> Your task
The answer must consist only of the lines from the line with "A point marks every instance of the leaf" to the line with "A point marks every instance of the overcast", both included, exactly as they stand below.

> Working data

━━━━

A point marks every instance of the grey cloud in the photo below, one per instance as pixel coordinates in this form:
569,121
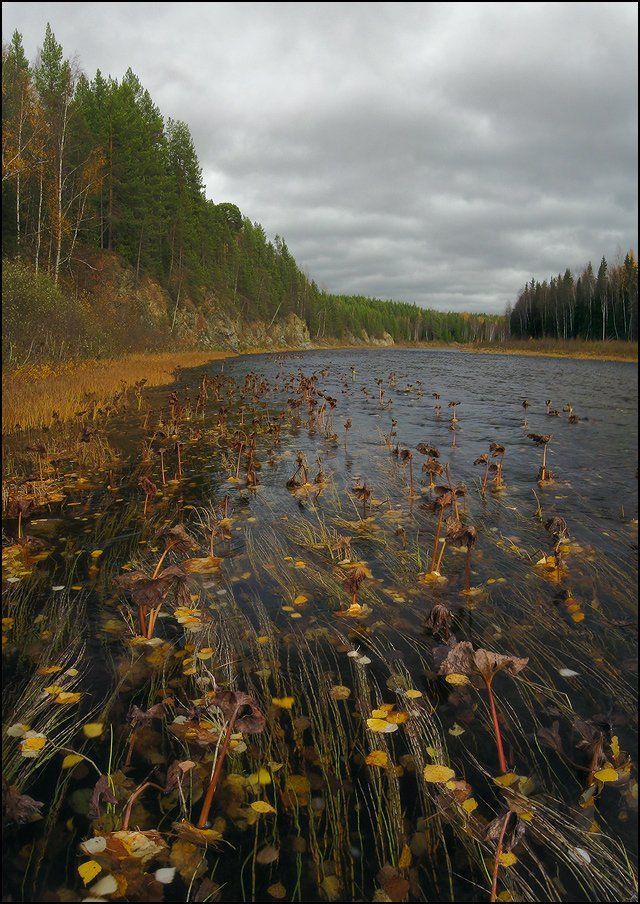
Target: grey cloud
438,152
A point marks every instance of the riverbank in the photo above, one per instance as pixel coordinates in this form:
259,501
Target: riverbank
36,396
570,348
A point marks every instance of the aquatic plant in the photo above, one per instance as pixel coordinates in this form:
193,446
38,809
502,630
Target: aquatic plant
462,659
543,439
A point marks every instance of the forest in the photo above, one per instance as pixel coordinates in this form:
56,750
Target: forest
591,307
91,168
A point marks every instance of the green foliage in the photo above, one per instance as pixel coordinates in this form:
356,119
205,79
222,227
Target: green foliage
99,169
602,307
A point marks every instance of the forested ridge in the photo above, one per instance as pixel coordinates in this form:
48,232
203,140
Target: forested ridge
110,242
92,167
594,306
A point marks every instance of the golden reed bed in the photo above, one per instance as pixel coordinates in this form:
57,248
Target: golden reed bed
31,394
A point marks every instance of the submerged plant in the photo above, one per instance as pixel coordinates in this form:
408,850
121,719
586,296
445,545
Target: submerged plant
242,715
462,659
464,536
543,439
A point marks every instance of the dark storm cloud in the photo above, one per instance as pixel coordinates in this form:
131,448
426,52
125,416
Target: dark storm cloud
441,153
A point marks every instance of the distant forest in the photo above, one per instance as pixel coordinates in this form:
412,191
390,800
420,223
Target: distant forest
593,306
93,164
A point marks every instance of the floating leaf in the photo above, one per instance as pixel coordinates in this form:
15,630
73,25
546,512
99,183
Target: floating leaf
437,773
89,870
377,758
340,692
93,729
261,806
456,679
72,759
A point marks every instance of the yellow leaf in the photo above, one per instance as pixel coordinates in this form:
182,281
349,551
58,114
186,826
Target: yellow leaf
261,806
93,729
437,773
67,697
261,777
456,679
405,857
398,718
377,758
89,870
377,724
71,759
340,692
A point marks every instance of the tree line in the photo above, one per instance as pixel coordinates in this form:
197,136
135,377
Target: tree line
594,306
93,164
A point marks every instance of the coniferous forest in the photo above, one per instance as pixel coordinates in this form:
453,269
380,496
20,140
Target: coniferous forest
96,179
593,306
91,168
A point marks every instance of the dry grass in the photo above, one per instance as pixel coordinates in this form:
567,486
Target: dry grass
31,395
561,348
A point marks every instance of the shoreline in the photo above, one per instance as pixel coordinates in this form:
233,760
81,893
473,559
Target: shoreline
37,396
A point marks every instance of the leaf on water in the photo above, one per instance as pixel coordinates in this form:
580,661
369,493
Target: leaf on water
94,845
377,758
340,692
165,875
66,697
205,565
261,806
89,870
72,759
381,725
405,857
283,702
93,729
105,886
437,773
267,854
454,678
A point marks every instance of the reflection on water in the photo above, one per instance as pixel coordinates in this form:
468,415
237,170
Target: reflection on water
578,631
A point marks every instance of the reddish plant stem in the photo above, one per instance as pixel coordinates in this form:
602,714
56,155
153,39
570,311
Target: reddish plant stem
496,727
437,539
132,741
215,778
496,864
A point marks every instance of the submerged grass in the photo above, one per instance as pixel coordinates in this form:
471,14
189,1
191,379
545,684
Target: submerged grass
365,773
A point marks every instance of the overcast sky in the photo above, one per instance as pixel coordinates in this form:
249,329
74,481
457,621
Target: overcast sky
437,153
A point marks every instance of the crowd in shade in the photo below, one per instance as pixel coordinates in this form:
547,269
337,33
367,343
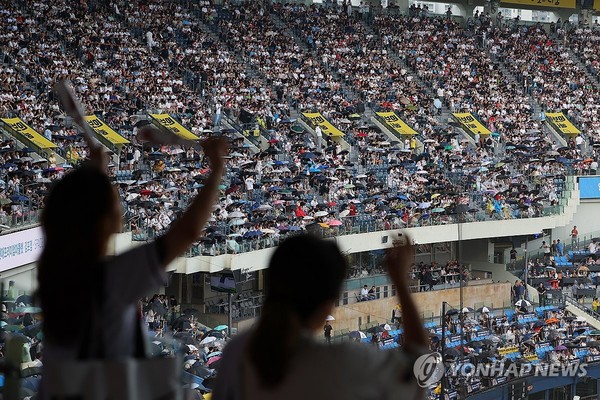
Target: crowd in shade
199,346
269,62
523,338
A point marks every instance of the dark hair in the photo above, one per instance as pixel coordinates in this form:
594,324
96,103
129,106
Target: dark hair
298,263
72,220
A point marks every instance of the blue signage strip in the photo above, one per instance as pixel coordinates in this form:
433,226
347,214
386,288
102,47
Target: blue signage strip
589,187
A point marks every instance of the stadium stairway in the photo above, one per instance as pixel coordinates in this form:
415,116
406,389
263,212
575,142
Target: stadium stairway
549,130
345,145
392,135
578,310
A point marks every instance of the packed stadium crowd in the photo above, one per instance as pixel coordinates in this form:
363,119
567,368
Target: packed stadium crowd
203,63
180,73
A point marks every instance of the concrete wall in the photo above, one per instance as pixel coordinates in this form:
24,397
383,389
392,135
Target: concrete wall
430,303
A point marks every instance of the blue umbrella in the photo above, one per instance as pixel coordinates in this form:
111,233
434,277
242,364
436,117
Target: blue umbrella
251,234
214,354
17,198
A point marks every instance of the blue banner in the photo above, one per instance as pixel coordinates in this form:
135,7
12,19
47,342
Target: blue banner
589,187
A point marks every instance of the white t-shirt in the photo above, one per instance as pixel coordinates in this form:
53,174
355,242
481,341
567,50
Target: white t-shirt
249,183
348,371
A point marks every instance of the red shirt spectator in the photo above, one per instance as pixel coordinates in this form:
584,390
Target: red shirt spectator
352,209
299,211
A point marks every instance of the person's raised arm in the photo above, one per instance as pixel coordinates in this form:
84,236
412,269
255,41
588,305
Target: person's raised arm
398,261
187,228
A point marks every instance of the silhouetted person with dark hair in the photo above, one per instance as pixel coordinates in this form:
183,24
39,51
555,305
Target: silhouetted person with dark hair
81,214
282,359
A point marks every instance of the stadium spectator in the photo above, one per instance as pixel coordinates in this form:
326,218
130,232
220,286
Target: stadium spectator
288,311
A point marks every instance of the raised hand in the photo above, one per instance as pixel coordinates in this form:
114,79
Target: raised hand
215,148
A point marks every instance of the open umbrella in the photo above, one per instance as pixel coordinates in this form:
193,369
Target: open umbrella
522,303
221,328
357,335
208,340
375,329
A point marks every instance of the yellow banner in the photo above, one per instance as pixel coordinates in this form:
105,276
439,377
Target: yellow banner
321,121
18,125
561,123
168,122
104,130
542,3
396,124
471,124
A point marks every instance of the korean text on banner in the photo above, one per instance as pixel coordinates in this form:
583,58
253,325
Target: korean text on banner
171,124
562,123
321,121
396,124
542,3
20,248
104,130
19,126
471,124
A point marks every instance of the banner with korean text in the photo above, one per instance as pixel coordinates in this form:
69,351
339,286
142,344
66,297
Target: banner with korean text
395,123
104,130
471,124
168,122
541,3
562,124
20,248
21,128
326,127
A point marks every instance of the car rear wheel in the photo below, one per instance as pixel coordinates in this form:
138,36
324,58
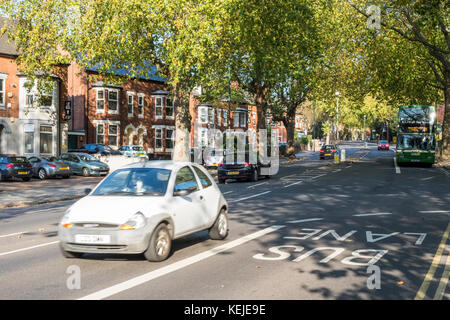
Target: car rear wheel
85,172
42,174
219,230
160,244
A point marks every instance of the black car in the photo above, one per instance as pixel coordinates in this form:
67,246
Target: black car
96,148
327,151
15,166
240,170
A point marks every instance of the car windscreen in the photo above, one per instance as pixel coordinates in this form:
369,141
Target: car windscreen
18,159
135,182
87,157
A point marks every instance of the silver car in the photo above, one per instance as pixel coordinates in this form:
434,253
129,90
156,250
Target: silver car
46,167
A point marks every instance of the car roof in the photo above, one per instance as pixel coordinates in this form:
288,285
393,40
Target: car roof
160,164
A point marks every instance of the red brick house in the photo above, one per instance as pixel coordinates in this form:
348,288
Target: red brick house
138,112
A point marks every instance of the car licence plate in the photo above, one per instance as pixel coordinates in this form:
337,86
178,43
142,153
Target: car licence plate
92,239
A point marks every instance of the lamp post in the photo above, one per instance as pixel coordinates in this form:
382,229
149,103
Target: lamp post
337,115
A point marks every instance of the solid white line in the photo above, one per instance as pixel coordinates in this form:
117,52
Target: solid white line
371,214
305,220
397,168
12,234
293,184
253,196
105,293
29,248
257,185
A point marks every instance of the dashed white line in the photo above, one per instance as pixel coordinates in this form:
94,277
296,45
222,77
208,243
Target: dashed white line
253,196
105,293
28,248
371,214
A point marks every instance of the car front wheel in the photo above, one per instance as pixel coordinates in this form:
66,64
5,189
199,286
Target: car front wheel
160,244
219,230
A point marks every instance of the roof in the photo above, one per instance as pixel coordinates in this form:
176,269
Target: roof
151,75
7,47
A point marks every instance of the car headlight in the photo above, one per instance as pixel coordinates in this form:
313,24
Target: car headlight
135,222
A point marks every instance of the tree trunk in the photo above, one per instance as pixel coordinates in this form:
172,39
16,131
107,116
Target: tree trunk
445,151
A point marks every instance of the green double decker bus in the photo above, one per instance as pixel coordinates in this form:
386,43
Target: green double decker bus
416,137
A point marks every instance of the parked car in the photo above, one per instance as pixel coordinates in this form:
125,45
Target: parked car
104,150
383,145
85,164
141,208
46,167
133,151
15,166
327,151
235,169
213,158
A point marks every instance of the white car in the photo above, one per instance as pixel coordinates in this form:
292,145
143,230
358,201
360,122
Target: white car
141,208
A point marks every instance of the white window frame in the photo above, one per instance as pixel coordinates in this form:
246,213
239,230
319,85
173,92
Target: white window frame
159,129
97,110
141,96
113,135
130,95
97,134
3,91
171,106
202,114
159,107
172,138
109,100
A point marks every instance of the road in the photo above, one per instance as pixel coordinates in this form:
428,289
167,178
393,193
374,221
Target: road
363,230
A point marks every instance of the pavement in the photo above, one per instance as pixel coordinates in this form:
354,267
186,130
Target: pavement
361,230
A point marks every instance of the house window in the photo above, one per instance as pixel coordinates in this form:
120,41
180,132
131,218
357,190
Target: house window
100,100
158,139
169,139
169,108
141,106
112,135
113,102
46,139
236,119
2,93
100,133
243,117
158,107
203,114
29,138
130,104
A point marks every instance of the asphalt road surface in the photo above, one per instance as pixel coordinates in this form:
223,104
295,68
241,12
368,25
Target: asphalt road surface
363,230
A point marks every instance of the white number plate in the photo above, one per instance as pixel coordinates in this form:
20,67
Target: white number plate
90,238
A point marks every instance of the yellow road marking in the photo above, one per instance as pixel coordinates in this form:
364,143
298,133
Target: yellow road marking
426,282
443,283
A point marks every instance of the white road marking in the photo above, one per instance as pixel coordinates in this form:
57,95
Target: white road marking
253,196
371,214
305,220
126,285
397,168
255,185
28,248
293,184
13,234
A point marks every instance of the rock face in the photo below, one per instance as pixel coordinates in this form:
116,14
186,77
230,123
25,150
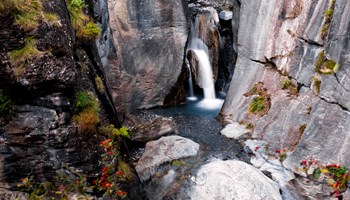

━━━━

> Result for this exercise
A point marks every instance of the leaf on water in the photo above, one per instance as pixel coordinates in this form:
580,661
369,493
Target: leaf on water
94,845
377,758
340,692
165,875
66,697
205,565
261,806
89,870
72,759
381,725
405,857
283,702
93,729
105,886
437,773
267,854
454,678
A point marks every instance of the reflection on water in the photo above, one per instance as pixel coordinates in this form:
468,415
237,170
Target: reflection on water
578,631
A point marks every instance of the reddish plant stem in the photo above, one per instance as pixel coordinates in this form:
602,714
56,155
153,39
570,311
Target: reddish plant stem
496,727
437,539
132,741
215,778
496,864
A point marks every instance of the submerged grass in the photo above, one per instance as pixel coordinates in this form:
471,14
189,1
191,379
545,684
Target: submerged grass
365,773
A point marks every instance of the overcast sky in the photo above, one per instance as pixel coordinates in this form:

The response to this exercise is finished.